─── DATASET ───

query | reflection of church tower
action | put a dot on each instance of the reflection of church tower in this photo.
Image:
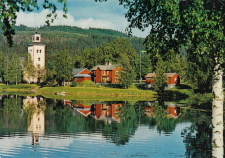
(37, 121)
(37, 51)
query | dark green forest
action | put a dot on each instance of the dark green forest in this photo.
(72, 39)
(90, 47)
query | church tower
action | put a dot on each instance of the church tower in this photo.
(37, 54)
(37, 51)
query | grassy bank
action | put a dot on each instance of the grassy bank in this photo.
(132, 93)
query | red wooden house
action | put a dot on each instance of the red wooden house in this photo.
(81, 74)
(105, 74)
(173, 79)
(106, 112)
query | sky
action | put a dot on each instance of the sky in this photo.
(83, 14)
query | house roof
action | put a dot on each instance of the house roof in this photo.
(153, 74)
(104, 67)
(81, 75)
(76, 71)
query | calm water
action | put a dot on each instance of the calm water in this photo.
(39, 127)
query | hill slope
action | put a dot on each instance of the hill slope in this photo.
(58, 38)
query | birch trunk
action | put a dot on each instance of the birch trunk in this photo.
(217, 113)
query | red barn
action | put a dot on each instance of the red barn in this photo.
(81, 74)
(173, 79)
(105, 74)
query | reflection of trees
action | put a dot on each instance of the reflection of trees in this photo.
(11, 114)
(164, 123)
(32, 106)
(197, 137)
(121, 132)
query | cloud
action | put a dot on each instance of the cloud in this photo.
(33, 19)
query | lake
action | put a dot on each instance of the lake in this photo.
(43, 127)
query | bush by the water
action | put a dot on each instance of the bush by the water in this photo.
(87, 83)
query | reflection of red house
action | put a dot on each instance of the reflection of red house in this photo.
(81, 74)
(106, 111)
(105, 73)
(173, 79)
(173, 112)
(149, 111)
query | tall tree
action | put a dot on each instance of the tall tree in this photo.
(9, 8)
(63, 67)
(198, 25)
(12, 69)
(1, 66)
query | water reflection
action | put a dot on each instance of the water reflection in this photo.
(34, 107)
(55, 127)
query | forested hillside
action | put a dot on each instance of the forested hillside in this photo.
(72, 39)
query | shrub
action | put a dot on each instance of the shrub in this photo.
(86, 83)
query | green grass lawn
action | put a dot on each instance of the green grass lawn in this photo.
(96, 92)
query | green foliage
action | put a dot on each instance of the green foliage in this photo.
(63, 67)
(196, 26)
(10, 8)
(74, 84)
(12, 69)
(87, 83)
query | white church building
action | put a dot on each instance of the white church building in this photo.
(37, 51)
(37, 54)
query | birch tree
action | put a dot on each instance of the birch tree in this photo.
(196, 25)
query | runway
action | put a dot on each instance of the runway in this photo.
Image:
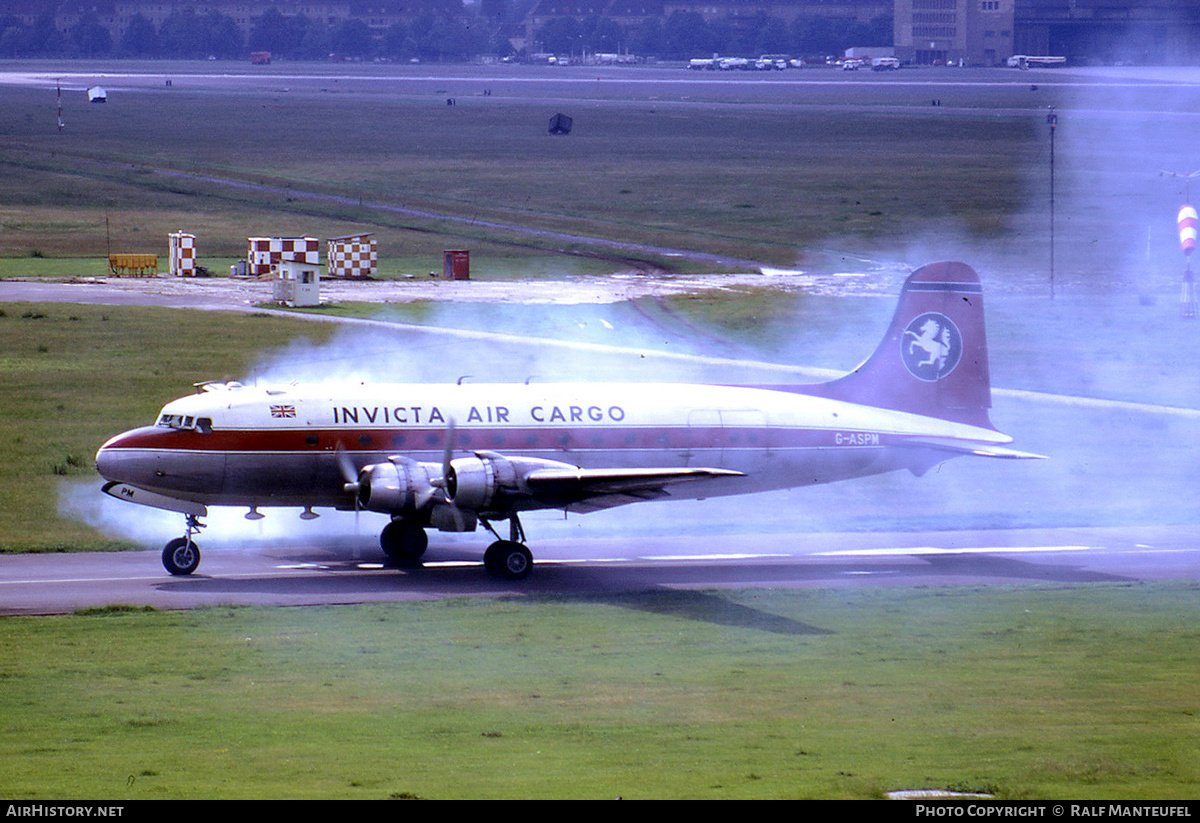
(309, 574)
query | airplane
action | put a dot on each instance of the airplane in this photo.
(455, 456)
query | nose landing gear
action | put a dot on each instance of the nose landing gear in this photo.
(181, 556)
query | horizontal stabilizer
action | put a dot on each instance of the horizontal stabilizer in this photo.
(592, 490)
(964, 448)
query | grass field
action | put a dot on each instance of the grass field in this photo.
(1029, 692)
(759, 170)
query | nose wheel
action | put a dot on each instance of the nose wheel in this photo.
(181, 556)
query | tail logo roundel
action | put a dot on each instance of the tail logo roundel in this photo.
(930, 347)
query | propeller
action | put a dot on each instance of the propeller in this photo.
(349, 473)
(443, 482)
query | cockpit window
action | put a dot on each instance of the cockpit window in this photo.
(186, 422)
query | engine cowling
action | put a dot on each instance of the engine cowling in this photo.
(473, 482)
(394, 487)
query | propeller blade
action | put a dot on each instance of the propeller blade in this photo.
(349, 473)
(447, 456)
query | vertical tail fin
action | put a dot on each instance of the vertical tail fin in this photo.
(934, 358)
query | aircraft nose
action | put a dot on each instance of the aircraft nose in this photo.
(107, 462)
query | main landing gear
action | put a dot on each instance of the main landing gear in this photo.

───

*STATED GOAL*:
Rewrite the data above with every "put a dot on each instance of" changed to "mark every occurrence of" and nothing else altered, leaving the pictures out of your answer.

*EXPECTED OUTPUT*:
query | reflection of church tower
action | mark every occurrence of the reflection of church tower in this photo.
Image:
(37, 121)
(37, 51)
query | dark green forest
action | mark every occurrence of the dark green forest in this photo.
(72, 39)
(90, 47)
query | church tower
action | mark every occurrence of the church tower in this photo.
(37, 54)
(37, 51)
query | grassy bank
action | mark every occurrence of the grassy bank in this photo.
(132, 93)
query | red wooden house
action | mark every occurrence of the red wooden house in this photo.
(81, 74)
(105, 74)
(173, 79)
(106, 112)
query | sky
action | mark every occurrence of the sky in this photo.
(83, 14)
query | house roof
action | mark every occurrence of the house roof in this photo.
(153, 74)
(104, 67)
(81, 75)
(76, 71)
query | calm water
action | mark every occurrence of the calm water in this photo.
(39, 127)
query | hill slope
action | mark every occurrence of the hill slope in this photo.
(58, 38)
query | birch trunk
action | mark every occurrence of the birch trunk in this photo.
(217, 113)
query | red barn
action | mark every occurrence of the red barn in this photo.
(81, 74)
(173, 79)
(105, 74)
query | reflection of trees
action | mark every occurrence of the reflection of trees in this photo.
(11, 114)
(164, 123)
(32, 106)
(197, 137)
(121, 132)
query | cloud
action | mark every occurrence of the cloud in this photo.
(33, 19)
query | lake
action | mark every occurrence of the lake in this photo.
(43, 127)
query | bush by the water
action | mark every occurrence of the bush by the water in this photo.
(87, 83)
query | reflection of red house
action | mark every occurrence of the reflection of red house in this photo.
(81, 74)
(106, 111)
(105, 73)
(173, 79)
(173, 112)
(149, 111)
query | tall tree
action | mark every occurrence of the tall tree in this photo.
(9, 8)
(63, 67)
(198, 25)
(12, 69)
(1, 66)
query | water reflection
action | mark every occurrence of the water reflection in this photo.
(34, 107)
(55, 127)
query | forested hillside
action | mark every occurrence of the forested hillside in this photo.
(72, 39)
query | shrub
action | mark every occurrence of the shrub in this photo.
(86, 83)
query | green grass lawn
action | mark every occurrence of the green grass lawn in this photo.
(96, 92)
query | green foliage
action | mark every occurrence of the green foliage in this photo.
(63, 67)
(196, 26)
(10, 8)
(74, 84)
(12, 69)
(87, 83)
query | white church building
action | mark every occurrence of the white church building in this photo.
(37, 51)
(37, 54)
query | birch tree
action | mark every occurrence of the birch tree in this photo.
(196, 25)
query | runway
action | mark every occurrence of the runway in this photo.
Image:
(309, 574)
query | airplane
action | mark every occurrence of the airplane in this photo.
(455, 456)
query | nose landing gear
action | mark every occurrence of the nose landing gear in this photo.
(181, 556)
query | horizontal stabilizer
action | mark every occurrence of the horizontal stabilizer in this photo.
(592, 490)
(964, 448)
query | grass field
action | mark every occurrence of the grass field in this photo.
(1029, 692)
(759, 170)
query | nose wheel
action | mark every occurrence of the nose wheel in this photo.
(181, 556)
query | tail logo roundel
action | mark every occurrence of the tail logo roundel in this photo.
(930, 347)
query | propeller
action | mark every occurrence of the propeller in this photo.
(349, 473)
(443, 482)
query | cockpit window
action | mark every occurrence of the cockpit window in this photo.
(186, 422)
query | engine cowling
action | mark every occurrence of the engine cowling in this photo.
(473, 482)
(394, 487)
query | propeller blade
action | mark every occurrence of the propeller blade in this photo.
(349, 473)
(447, 456)
query | vertical tail fin
action | mark every occurrence of the vertical tail fin in this photo.
(934, 358)
query | aircraft nose
action | mark every occurrence of the aircraft nose in this photo.
(107, 462)
query | main landing gear
action | mark every occurrence of the main landing gear in this photo.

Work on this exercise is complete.